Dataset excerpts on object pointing
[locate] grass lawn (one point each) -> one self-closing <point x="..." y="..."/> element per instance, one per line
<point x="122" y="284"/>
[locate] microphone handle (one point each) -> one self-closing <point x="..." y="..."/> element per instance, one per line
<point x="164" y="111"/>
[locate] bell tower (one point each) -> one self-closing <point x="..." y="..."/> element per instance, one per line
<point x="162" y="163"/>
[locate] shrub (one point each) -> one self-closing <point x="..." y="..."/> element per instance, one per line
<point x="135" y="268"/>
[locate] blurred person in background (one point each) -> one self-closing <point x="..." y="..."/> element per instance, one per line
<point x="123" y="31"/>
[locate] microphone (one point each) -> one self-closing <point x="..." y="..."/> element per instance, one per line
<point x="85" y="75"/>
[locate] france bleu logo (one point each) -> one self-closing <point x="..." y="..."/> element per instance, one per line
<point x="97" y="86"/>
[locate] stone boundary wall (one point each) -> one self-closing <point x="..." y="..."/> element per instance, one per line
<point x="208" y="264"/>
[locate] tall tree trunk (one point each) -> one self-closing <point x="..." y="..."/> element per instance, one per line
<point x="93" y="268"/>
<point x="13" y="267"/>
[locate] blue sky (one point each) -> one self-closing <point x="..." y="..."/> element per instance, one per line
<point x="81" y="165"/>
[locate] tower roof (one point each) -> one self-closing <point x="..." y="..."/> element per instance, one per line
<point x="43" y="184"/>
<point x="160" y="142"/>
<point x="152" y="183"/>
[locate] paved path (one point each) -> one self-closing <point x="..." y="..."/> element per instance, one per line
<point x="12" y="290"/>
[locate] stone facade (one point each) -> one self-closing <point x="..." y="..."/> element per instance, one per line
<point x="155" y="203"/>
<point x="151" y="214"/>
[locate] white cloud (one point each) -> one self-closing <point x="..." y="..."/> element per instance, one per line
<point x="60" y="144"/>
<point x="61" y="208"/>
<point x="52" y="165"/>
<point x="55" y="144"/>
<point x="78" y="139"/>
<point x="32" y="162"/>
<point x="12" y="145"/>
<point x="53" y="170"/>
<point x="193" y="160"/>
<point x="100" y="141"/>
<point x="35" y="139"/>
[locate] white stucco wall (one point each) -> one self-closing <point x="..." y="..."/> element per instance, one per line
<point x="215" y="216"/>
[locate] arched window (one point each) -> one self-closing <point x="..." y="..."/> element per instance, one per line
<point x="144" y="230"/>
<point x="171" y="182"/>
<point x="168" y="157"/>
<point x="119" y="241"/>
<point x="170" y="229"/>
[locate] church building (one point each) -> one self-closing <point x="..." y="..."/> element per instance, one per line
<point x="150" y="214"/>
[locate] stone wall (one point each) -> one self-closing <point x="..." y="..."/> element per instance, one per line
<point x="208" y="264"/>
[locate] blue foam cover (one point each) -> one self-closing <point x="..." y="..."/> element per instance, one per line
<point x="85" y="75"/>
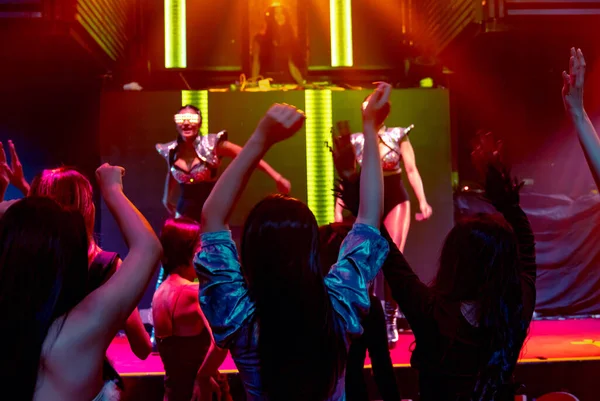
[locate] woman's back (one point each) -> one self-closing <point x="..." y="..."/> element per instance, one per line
<point x="183" y="340"/>
<point x="65" y="330"/>
<point x="175" y="309"/>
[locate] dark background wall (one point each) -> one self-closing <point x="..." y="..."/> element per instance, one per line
<point x="51" y="125"/>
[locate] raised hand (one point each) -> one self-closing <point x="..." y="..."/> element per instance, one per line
<point x="280" y="123"/>
<point x="573" y="84"/>
<point x="110" y="177"/>
<point x="377" y="106"/>
<point x="344" y="158"/>
<point x="426" y="212"/>
<point x="18" y="177"/>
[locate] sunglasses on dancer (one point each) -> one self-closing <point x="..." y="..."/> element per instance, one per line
<point x="191" y="118"/>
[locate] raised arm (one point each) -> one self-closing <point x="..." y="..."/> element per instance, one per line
<point x="18" y="177"/>
<point x="95" y="321"/>
<point x="230" y="149"/>
<point x="278" y="124"/>
<point x="573" y="100"/>
<point x="410" y="165"/>
<point x="169" y="197"/>
<point x="371" y="175"/>
<point x="255" y="59"/>
<point x="5" y="173"/>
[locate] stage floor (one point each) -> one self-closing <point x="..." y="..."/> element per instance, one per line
<point x="548" y="341"/>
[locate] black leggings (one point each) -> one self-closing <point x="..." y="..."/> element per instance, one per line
<point x="394" y="192"/>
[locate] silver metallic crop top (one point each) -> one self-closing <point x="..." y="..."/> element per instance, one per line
<point x="391" y="138"/>
<point x="206" y="150"/>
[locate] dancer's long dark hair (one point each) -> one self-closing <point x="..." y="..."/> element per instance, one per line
<point x="301" y="346"/>
<point x="479" y="263"/>
<point x="43" y="276"/>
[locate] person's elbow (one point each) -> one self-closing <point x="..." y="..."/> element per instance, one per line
<point x="411" y="170"/>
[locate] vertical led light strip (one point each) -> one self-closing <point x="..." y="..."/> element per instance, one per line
<point x="340" y="18"/>
<point x="175" y="34"/>
<point x="200" y="100"/>
<point x="319" y="161"/>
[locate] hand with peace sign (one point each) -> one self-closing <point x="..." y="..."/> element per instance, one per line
<point x="573" y="84"/>
<point x="573" y="98"/>
<point x="14" y="171"/>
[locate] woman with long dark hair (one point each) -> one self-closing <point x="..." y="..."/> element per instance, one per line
<point x="184" y="341"/>
<point x="56" y="333"/>
<point x="374" y="337"/>
<point x="276" y="51"/>
<point x="471" y="323"/>
<point x="193" y="162"/>
<point x="288" y="328"/>
<point x="395" y="151"/>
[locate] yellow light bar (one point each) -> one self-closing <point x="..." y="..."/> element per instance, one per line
<point x="319" y="161"/>
<point x="200" y="100"/>
<point x="175" y="34"/>
<point x="340" y="17"/>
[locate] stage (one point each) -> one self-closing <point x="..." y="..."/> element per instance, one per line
<point x="558" y="354"/>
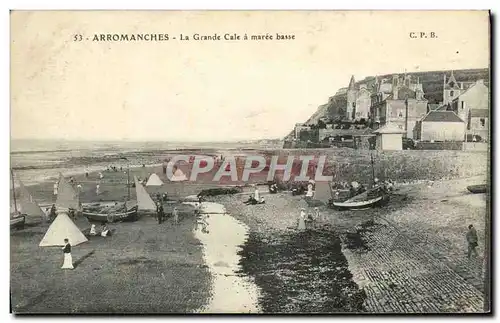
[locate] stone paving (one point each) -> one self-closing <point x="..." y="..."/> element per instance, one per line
<point x="399" y="276"/>
<point x="414" y="258"/>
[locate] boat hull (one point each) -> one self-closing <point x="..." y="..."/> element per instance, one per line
<point x="478" y="189"/>
<point x="130" y="215"/>
<point x="357" y="205"/>
<point x="17" y="222"/>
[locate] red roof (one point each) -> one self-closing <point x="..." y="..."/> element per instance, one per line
<point x="442" y="116"/>
<point x="479" y="113"/>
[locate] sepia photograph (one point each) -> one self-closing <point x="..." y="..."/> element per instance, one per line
<point x="250" y="162"/>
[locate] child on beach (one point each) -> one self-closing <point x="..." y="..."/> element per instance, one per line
<point x="176" y="216"/>
<point x="68" y="260"/>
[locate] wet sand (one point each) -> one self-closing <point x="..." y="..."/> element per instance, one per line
<point x="143" y="268"/>
<point x="231" y="292"/>
<point x="407" y="257"/>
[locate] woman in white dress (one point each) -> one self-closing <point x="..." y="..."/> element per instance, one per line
<point x="256" y="195"/>
<point x="93" y="231"/>
<point x="68" y="260"/>
<point x="302" y="220"/>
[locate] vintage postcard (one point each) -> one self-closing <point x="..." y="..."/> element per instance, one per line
<point x="250" y="162"/>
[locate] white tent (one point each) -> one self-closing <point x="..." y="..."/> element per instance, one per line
<point x="154" y="180"/>
<point x="144" y="201"/>
<point x="178" y="176"/>
<point x="62" y="228"/>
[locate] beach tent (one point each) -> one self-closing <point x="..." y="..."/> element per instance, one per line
<point x="62" y="228"/>
<point x="178" y="176"/>
<point x="144" y="201"/>
<point x="28" y="205"/>
<point x="67" y="197"/>
<point x="154" y="180"/>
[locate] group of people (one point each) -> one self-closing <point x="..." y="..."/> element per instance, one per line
<point x="161" y="216"/>
<point x="305" y="219"/>
<point x="114" y="168"/>
<point x="255" y="198"/>
<point x="104" y="232"/>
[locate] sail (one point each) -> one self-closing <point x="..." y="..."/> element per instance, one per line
<point x="67" y="197"/>
<point x="322" y="191"/>
<point x="178" y="176"/>
<point x="154" y="180"/>
<point x="144" y="201"/>
<point x="28" y="205"/>
<point x="62" y="228"/>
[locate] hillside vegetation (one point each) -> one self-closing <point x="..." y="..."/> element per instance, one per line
<point x="432" y="84"/>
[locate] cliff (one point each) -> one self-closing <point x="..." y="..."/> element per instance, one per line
<point x="432" y="83"/>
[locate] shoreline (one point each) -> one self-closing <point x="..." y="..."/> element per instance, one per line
<point x="404" y="258"/>
<point x="230" y="292"/>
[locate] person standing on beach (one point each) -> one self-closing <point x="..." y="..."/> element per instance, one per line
<point x="471" y="237"/>
<point x="176" y="216"/>
<point x="302" y="220"/>
<point x="256" y="194"/>
<point x="68" y="260"/>
<point x="159" y="212"/>
<point x="52" y="214"/>
<point x="317" y="214"/>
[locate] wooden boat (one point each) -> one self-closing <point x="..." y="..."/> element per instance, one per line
<point x="129" y="215"/>
<point x="477" y="189"/>
<point x="17" y="222"/>
<point x="375" y="196"/>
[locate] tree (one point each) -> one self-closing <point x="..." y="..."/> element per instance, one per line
<point x="321" y="124"/>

SHORT TASK -
Rewrite the items starting at the line containing "[locate] person standing" and ending at the last line of the items, renaming "wooden boat" to "fishing boat" and changing nothing else.

TASK RESULT -
[locate] person standing on beach (one point each) -> one self-closing <point x="..." y="..."/> element per instance, one per line
<point x="471" y="237"/>
<point x="176" y="216"/>
<point x="302" y="220"/>
<point x="256" y="194"/>
<point x="68" y="260"/>
<point x="159" y="212"/>
<point x="52" y="214"/>
<point x="317" y="214"/>
[locate] fishing boat (one point each) -> one self-closing <point x="..." y="..."/> element per instance, one per line
<point x="129" y="215"/>
<point x="477" y="189"/>
<point x="17" y="222"/>
<point x="375" y="196"/>
[locate] tree (one point each) -> one self-closing <point x="..." y="..."/> element per instance, one per line
<point x="321" y="124"/>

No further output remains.